DIRECTIONS FOR THIS TASK
Your output should be each line from the material below that has the word "woman".

MATERIAL FOR THE TASK
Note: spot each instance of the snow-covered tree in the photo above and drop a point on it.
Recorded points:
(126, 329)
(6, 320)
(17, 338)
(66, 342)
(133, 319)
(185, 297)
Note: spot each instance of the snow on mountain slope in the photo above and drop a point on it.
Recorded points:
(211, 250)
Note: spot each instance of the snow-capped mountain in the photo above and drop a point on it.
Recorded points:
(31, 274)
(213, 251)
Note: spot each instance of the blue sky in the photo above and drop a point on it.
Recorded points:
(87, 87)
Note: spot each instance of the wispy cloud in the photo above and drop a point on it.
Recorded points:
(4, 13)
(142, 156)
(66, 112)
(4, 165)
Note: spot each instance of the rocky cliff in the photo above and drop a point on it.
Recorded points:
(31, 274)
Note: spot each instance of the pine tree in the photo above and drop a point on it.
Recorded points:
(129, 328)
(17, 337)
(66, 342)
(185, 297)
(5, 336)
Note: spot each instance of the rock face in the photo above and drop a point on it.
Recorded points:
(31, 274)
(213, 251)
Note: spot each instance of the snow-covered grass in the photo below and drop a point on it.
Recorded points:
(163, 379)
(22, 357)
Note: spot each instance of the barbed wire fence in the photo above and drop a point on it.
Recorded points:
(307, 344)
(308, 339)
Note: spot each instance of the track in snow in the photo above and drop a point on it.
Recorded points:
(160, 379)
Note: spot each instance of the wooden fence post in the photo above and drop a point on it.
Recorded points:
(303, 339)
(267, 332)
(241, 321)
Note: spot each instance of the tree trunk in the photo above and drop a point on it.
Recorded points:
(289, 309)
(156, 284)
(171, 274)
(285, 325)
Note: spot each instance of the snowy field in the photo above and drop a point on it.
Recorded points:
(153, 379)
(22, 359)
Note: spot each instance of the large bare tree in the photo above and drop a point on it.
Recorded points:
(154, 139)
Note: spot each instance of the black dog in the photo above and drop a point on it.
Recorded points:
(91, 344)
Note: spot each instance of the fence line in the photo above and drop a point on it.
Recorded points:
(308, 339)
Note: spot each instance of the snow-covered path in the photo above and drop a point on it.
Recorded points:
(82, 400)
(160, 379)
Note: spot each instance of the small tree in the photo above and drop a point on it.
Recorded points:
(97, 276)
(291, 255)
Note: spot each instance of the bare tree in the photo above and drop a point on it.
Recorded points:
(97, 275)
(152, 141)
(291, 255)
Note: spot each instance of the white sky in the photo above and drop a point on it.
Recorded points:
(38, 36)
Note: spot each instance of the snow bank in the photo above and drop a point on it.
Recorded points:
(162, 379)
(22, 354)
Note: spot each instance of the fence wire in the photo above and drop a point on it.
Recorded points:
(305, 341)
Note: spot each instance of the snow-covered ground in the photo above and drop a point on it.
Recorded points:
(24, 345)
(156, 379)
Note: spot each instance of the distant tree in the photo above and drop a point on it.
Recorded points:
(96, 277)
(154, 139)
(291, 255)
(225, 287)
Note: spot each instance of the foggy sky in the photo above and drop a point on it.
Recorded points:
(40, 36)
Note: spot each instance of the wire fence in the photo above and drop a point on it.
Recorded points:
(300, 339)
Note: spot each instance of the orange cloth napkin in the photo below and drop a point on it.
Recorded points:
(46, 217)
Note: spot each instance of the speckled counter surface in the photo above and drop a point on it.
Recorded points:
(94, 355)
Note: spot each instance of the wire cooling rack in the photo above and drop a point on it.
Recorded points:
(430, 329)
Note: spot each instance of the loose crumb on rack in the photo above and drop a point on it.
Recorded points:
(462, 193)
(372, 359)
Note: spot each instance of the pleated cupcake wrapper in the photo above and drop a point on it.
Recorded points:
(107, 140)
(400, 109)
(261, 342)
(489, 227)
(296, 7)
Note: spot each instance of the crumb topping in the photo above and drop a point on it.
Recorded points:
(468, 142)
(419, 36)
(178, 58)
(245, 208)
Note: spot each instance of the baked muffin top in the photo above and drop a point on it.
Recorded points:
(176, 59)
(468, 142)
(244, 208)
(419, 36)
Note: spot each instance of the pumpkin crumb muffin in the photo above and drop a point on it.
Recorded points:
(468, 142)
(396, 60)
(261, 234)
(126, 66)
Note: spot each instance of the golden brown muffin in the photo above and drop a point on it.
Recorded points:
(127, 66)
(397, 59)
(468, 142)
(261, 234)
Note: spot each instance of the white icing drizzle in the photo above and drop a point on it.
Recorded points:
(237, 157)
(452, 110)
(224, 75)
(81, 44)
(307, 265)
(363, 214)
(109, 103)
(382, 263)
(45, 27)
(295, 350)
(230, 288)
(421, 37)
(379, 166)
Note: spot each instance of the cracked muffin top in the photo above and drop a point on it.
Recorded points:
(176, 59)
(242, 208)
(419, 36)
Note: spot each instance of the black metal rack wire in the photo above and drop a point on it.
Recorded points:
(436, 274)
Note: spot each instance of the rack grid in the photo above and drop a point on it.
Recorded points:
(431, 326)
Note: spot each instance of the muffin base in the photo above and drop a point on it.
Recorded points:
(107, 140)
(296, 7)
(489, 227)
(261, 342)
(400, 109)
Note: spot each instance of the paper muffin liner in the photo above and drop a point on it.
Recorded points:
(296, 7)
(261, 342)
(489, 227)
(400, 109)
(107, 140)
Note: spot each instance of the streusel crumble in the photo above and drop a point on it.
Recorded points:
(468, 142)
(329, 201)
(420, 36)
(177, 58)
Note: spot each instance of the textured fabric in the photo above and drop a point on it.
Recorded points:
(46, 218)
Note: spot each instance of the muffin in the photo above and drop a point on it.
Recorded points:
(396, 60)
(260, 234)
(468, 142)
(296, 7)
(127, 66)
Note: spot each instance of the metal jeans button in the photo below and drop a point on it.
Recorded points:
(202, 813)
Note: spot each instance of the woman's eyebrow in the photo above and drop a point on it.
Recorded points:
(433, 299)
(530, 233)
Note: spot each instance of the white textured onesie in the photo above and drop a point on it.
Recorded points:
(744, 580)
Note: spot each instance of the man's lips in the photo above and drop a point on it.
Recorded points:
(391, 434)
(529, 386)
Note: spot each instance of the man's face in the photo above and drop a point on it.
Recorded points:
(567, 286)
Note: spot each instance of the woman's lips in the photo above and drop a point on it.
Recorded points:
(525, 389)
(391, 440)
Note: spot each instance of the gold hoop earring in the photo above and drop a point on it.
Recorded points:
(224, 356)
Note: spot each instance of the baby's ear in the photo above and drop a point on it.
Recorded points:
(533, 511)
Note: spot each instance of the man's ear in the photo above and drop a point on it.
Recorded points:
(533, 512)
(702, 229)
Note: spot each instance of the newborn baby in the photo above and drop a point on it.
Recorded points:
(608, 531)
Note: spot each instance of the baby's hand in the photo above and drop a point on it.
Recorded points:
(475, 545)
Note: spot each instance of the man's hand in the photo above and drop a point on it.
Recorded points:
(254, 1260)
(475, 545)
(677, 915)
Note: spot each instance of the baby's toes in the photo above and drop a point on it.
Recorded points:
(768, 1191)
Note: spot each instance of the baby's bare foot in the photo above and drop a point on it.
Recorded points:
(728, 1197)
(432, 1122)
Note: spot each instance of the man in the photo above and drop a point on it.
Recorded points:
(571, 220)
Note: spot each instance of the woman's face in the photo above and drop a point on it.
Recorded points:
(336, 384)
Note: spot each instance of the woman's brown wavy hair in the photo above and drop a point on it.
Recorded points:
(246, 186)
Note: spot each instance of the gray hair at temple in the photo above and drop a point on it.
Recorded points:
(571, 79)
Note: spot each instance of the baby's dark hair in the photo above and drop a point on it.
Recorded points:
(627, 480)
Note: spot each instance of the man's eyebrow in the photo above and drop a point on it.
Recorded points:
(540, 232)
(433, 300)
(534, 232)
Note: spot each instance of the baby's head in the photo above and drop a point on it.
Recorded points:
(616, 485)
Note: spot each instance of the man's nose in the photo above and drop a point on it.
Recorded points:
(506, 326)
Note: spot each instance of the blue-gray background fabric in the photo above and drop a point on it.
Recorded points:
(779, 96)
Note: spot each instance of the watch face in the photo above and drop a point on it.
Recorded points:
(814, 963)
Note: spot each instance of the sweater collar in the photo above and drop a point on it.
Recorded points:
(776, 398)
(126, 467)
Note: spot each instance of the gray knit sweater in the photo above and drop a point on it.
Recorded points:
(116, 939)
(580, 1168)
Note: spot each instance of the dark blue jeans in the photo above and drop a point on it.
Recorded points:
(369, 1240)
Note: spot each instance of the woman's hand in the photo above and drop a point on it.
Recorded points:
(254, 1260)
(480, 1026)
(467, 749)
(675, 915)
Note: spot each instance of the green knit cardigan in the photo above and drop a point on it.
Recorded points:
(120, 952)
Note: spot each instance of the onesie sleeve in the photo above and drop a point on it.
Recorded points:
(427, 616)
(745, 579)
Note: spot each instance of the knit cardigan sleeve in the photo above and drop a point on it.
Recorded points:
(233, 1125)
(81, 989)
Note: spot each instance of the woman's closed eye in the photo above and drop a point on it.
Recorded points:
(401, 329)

FINAL ANSWER
Note: spot each instance of the woman's eyebrow in the photo above and drop a point on it.
Note: spot each instance of the woman's lips in the photo above and drop a point on it.
Note: spot each instance of the woman's face in the photo above and drop a point on it.
Note: spot each instance of the woman's brown wavy hair in the photo above and drop a point on it.
Note: spot each instance of the woman's hand in the photo above and drop a point on it.
Note: spot each instance of the woman's closed eye in the photo above and drop a point on it.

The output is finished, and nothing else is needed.